What is being asked: Please give everything in the records from the line containing "Would you be able to tag the grape" down to the line containing "Query: dark eye pupil" as a numbered list, both of those lines included and blank lines left out.

(Data pulled from a collection)
— Start —

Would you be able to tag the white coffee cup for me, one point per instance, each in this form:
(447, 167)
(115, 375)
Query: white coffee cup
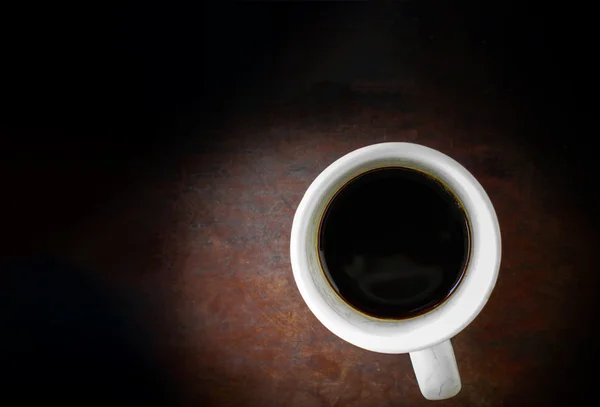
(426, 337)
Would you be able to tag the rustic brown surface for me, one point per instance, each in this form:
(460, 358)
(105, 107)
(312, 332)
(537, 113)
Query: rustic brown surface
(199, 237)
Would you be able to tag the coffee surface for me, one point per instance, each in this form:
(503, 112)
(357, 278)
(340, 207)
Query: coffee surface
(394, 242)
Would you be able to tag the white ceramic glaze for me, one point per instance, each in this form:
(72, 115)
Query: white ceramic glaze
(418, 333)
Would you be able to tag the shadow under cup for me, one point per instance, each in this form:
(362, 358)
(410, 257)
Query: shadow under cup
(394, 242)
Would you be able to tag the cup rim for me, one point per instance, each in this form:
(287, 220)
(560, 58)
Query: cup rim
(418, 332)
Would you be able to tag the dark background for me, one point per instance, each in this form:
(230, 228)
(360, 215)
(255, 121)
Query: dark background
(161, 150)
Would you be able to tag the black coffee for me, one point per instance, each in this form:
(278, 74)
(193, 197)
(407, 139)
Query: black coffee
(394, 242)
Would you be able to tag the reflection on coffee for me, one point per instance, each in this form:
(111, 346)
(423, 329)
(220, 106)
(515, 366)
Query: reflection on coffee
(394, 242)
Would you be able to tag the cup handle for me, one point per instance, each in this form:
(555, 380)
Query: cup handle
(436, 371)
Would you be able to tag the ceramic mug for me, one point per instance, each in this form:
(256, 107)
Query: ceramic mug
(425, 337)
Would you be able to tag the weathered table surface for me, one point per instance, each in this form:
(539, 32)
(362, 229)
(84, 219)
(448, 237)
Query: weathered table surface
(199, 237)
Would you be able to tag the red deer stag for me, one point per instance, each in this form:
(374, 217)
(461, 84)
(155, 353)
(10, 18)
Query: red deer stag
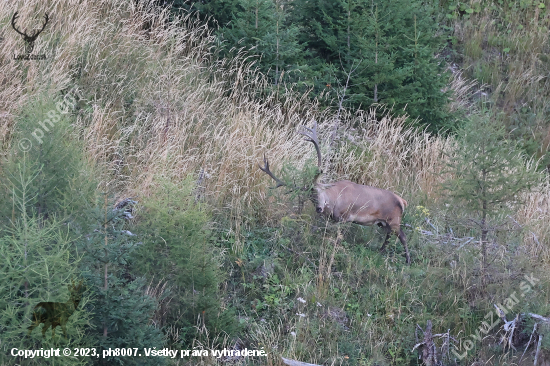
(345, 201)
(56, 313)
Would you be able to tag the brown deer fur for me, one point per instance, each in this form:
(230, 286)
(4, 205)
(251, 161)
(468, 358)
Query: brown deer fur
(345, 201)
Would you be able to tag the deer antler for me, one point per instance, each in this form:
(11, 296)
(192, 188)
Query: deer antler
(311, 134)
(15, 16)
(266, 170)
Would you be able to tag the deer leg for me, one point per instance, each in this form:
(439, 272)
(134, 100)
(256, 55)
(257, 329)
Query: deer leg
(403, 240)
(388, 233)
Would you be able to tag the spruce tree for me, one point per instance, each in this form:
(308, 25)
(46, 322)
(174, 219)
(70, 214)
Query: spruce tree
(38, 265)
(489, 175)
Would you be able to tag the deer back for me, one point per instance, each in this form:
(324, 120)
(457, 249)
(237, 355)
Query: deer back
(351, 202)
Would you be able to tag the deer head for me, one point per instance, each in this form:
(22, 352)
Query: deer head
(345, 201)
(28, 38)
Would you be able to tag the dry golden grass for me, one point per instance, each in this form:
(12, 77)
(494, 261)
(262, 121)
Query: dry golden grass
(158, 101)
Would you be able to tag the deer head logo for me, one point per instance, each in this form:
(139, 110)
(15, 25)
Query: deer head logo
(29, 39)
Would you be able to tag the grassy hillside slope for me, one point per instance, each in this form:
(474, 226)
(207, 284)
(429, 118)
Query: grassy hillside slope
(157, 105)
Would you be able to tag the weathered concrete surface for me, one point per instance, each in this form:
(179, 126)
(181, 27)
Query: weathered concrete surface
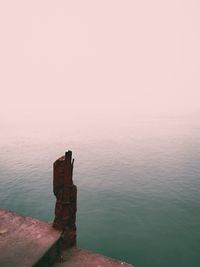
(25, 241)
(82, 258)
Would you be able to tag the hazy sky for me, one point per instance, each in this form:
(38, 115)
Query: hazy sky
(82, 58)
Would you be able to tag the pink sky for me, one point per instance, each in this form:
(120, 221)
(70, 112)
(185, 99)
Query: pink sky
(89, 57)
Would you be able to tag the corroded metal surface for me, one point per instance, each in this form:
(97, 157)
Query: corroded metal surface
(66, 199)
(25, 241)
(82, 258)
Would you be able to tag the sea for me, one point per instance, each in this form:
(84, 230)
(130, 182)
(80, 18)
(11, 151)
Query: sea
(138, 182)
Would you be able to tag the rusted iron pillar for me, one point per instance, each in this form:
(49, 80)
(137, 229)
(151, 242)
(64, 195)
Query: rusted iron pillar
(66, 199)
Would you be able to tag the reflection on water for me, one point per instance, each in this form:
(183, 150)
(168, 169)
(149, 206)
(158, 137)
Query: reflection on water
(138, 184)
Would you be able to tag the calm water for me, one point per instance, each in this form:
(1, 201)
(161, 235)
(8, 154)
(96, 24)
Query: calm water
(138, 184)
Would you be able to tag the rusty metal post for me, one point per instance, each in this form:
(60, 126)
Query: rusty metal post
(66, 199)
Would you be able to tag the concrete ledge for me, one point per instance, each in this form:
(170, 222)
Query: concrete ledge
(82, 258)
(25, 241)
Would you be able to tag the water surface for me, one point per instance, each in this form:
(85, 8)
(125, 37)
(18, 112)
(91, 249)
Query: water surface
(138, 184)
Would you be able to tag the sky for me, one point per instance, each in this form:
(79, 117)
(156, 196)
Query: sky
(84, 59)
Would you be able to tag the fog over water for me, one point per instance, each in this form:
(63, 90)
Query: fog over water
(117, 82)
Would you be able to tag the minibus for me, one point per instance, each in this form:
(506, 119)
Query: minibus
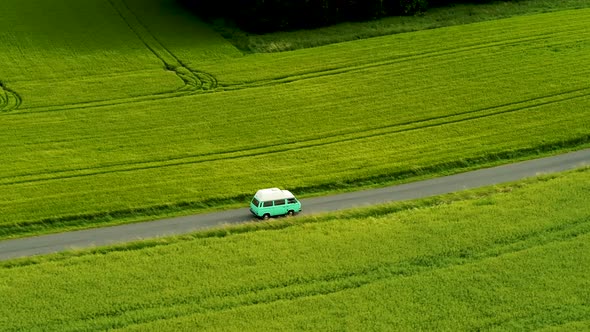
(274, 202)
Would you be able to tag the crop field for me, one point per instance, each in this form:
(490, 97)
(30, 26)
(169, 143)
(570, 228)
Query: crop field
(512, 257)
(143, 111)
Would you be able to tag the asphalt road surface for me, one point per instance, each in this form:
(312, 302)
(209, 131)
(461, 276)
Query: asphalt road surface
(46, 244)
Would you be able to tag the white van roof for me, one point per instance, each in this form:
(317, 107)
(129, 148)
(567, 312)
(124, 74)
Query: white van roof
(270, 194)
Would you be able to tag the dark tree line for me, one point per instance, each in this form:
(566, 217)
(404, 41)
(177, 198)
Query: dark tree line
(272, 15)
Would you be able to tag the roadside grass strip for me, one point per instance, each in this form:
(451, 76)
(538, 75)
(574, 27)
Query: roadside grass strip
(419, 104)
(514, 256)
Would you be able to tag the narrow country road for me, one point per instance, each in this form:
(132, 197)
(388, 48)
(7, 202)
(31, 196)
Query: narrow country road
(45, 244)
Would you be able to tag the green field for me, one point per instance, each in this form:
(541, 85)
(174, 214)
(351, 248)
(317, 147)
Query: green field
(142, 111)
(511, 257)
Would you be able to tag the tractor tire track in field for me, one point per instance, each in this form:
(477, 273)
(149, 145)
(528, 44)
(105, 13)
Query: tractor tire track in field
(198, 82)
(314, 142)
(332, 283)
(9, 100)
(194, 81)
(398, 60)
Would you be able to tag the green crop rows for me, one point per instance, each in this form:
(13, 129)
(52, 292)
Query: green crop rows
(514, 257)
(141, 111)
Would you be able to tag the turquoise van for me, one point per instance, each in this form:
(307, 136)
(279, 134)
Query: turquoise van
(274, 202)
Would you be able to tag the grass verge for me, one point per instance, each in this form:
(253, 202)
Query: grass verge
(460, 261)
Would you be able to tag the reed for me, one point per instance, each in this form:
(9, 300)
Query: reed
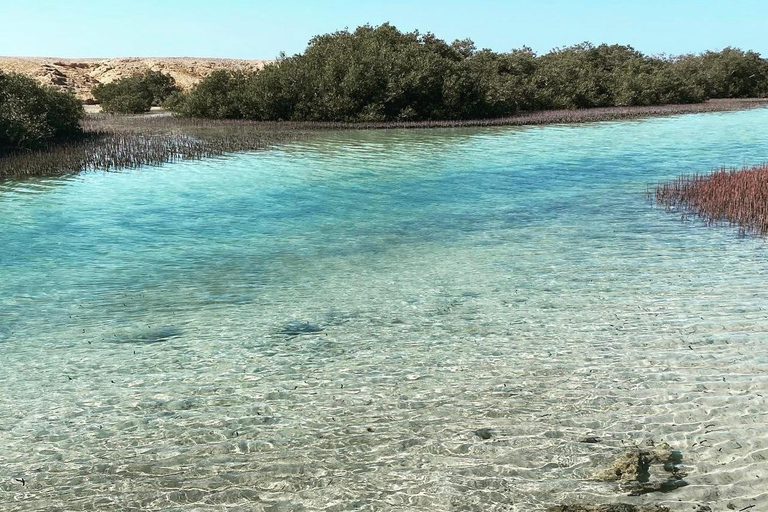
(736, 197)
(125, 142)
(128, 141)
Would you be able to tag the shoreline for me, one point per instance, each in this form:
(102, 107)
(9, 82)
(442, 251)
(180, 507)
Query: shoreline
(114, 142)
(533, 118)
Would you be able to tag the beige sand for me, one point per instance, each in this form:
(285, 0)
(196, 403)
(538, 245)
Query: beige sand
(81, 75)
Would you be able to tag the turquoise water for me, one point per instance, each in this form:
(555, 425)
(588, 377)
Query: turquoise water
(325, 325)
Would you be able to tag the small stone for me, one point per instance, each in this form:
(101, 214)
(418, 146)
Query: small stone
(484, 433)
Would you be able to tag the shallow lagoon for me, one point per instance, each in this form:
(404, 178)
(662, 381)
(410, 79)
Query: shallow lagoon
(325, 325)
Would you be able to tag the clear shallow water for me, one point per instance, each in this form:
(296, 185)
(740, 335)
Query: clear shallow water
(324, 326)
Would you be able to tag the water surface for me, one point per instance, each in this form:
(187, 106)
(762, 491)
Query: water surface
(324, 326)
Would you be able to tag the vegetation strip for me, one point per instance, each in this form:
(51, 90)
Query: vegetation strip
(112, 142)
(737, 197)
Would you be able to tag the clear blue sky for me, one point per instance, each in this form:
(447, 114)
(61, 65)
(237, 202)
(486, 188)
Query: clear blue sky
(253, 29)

— End —
— Start —

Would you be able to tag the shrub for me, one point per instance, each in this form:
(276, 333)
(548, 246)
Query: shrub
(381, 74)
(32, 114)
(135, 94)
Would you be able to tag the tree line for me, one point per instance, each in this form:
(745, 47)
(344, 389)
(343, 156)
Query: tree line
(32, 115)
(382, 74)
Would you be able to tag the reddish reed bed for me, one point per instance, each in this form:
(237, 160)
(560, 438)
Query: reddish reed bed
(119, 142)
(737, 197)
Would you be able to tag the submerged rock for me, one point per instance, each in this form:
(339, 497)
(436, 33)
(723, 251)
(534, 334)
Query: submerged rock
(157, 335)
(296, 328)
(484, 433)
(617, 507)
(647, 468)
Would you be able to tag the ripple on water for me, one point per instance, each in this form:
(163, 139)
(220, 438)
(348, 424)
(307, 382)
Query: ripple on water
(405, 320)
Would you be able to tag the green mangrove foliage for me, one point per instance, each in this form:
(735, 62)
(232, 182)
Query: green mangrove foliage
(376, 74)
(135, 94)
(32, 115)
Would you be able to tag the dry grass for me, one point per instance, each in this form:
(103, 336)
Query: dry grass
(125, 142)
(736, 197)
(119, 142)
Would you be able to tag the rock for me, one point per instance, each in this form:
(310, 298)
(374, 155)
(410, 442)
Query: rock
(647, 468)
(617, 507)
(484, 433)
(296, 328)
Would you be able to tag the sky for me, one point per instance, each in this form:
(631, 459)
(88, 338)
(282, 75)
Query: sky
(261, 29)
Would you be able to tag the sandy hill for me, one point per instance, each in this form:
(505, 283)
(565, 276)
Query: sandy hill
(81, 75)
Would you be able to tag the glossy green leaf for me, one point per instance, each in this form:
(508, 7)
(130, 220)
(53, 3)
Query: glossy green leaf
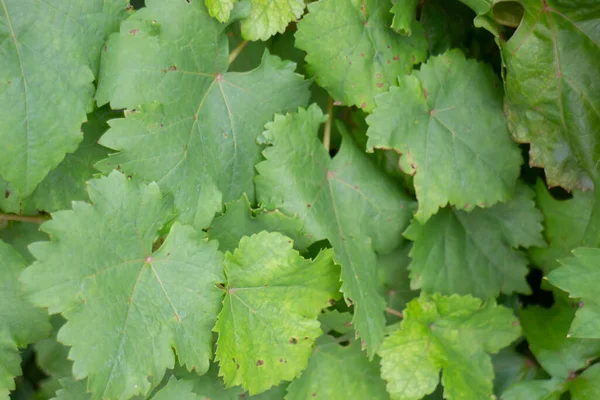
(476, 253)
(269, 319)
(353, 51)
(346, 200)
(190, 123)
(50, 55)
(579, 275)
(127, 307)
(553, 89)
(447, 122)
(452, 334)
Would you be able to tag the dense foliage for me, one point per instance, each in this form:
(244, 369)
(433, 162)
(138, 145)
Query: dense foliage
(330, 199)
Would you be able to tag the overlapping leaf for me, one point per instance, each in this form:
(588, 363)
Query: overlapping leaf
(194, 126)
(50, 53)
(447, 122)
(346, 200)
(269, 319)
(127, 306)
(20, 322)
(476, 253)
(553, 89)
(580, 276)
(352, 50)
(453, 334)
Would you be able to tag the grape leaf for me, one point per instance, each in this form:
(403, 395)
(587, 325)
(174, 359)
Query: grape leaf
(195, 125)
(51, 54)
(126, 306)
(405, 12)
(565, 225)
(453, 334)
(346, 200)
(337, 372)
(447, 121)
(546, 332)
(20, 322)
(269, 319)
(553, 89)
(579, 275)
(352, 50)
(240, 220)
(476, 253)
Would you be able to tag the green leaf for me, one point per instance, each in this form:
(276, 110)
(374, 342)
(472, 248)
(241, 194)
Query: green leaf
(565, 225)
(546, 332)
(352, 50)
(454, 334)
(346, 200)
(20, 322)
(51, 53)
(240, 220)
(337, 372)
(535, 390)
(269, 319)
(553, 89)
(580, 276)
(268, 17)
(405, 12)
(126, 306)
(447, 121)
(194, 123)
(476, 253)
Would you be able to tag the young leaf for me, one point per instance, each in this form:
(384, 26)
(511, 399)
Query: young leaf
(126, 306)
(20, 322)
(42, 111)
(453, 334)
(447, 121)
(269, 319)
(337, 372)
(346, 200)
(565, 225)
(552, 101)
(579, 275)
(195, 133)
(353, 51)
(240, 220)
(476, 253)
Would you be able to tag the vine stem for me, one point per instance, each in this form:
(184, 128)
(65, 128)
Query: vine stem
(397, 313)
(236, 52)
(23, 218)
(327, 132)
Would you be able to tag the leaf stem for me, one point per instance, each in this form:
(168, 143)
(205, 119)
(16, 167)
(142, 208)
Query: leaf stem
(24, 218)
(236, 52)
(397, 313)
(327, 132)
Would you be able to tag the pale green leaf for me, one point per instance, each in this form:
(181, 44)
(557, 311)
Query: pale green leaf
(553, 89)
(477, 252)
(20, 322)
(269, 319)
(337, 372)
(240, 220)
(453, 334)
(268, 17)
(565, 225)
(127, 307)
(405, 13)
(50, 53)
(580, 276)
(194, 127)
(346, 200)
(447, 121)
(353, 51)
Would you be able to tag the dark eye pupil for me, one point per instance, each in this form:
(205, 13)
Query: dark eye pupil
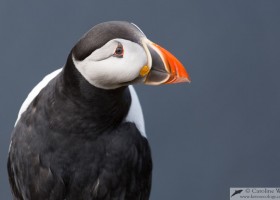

— End —
— Start —

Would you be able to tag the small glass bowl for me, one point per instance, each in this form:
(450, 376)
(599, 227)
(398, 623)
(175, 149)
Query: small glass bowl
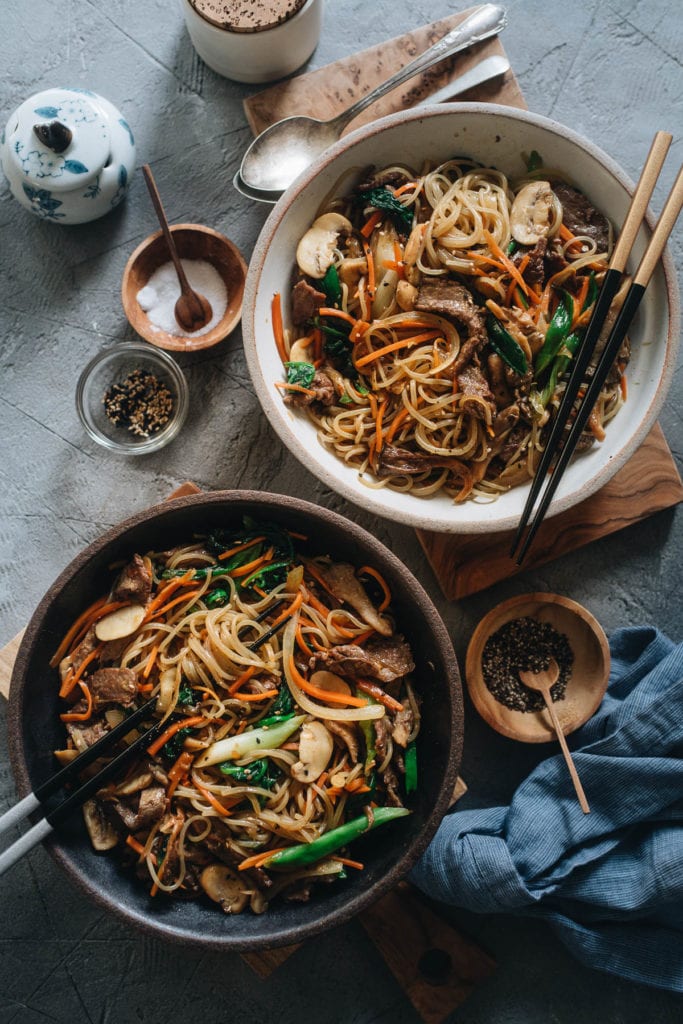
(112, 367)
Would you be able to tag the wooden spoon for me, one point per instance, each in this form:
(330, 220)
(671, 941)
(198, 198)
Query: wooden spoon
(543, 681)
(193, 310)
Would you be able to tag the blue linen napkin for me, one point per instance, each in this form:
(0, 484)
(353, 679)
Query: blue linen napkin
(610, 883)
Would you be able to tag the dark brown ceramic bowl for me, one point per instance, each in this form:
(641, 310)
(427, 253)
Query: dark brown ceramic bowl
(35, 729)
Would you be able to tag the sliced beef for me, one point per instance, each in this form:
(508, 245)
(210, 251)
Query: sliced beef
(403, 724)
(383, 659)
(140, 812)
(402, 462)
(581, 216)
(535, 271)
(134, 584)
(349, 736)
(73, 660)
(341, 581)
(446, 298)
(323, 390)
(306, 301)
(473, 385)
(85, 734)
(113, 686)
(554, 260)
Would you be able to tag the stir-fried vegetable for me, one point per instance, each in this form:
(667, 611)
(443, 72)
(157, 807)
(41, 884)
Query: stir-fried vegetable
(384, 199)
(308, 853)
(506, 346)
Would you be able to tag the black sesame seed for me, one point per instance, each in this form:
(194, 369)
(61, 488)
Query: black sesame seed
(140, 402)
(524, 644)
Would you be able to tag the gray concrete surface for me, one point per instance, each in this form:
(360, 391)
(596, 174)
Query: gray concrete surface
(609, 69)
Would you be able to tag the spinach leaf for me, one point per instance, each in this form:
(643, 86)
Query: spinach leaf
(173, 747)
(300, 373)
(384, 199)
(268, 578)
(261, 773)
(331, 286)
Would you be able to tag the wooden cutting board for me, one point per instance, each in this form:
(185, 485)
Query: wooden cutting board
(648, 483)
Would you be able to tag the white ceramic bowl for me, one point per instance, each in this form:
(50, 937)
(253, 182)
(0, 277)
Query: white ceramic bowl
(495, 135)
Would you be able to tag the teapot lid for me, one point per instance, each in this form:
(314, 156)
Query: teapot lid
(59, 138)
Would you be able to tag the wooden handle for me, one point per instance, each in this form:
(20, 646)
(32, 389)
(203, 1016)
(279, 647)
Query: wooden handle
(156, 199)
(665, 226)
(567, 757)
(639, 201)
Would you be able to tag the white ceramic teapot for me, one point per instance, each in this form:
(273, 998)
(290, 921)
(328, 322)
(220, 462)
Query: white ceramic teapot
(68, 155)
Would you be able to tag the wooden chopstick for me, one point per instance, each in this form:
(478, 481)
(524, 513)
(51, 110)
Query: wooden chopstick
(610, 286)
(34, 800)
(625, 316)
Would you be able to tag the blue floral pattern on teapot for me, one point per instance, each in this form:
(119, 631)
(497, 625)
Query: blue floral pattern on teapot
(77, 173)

— End —

Task response:
1. Would you be able to tag the grape leaf for me, one point per instance, each in this form:
2. (403, 395)
3. (587, 325)
4. (174, 359)
5. Query: grape leaf
6. (195, 125)
7. (51, 54)
8. (126, 306)
9. (405, 12)
10. (565, 225)
11. (453, 334)
12. (346, 200)
13. (337, 372)
14. (447, 121)
15. (546, 332)
16. (20, 322)
17. (269, 319)
18. (553, 89)
19. (579, 275)
20. (352, 50)
21. (240, 220)
22. (476, 253)
23. Would you be able to tag the green leaf for me, one point per instance, each in this form:
24. (276, 110)
25. (374, 342)
26. (472, 248)
27. (241, 194)
28. Query: green leaf
29. (565, 225)
30. (546, 332)
31. (352, 50)
32. (454, 334)
33. (346, 200)
34. (20, 322)
35. (51, 53)
36. (240, 220)
37. (337, 372)
38. (535, 390)
39. (269, 319)
40. (553, 89)
41. (580, 276)
42. (268, 17)
43. (405, 12)
44. (126, 306)
45. (447, 121)
46. (194, 123)
47. (476, 253)
48. Would you be able to tag the young leaf for me, one point per instance, each in this form:
49. (384, 26)
50. (511, 399)
51. Query: young leaf
52. (126, 306)
53. (20, 322)
54. (42, 111)
55. (453, 334)
56. (447, 121)
57. (269, 319)
58. (337, 372)
59. (346, 200)
60. (565, 225)
61. (552, 101)
62. (579, 275)
63. (195, 133)
64. (353, 51)
65. (240, 220)
66. (476, 253)
67. Would you be able to tag the vine stem for me, one point per instance, each in this form:
68. (184, 128)
69. (65, 128)
70. Query: vine stem
71. (397, 313)
72. (236, 52)
73. (23, 218)
74. (327, 132)
75. Would you be able to tag the leaf stem for me, one point per instance, each in this form:
76. (168, 143)
77. (205, 119)
78. (16, 167)
79. (142, 208)
80. Query: leaf stem
81. (24, 218)
82. (236, 52)
83. (397, 313)
84. (327, 132)
85. Would you be able to tag the pale green leaf for me, one point per instance, each in this form:
86. (181, 44)
87. (557, 311)
88. Query: pale green leaf
89. (553, 89)
90. (477, 252)
91. (20, 322)
92. (269, 319)
93. (337, 372)
94. (240, 220)
95. (453, 334)
96. (268, 17)
97. (565, 225)
98. (127, 307)
99. (405, 13)
100. (50, 53)
101. (580, 276)
102. (194, 127)
103. (346, 200)
104. (447, 121)
105. (353, 51)
106. Would you be able to tag the dark eye pupil for me, one point per instance, each in this form:
107. (205, 13)
108. Query: dark eye pupil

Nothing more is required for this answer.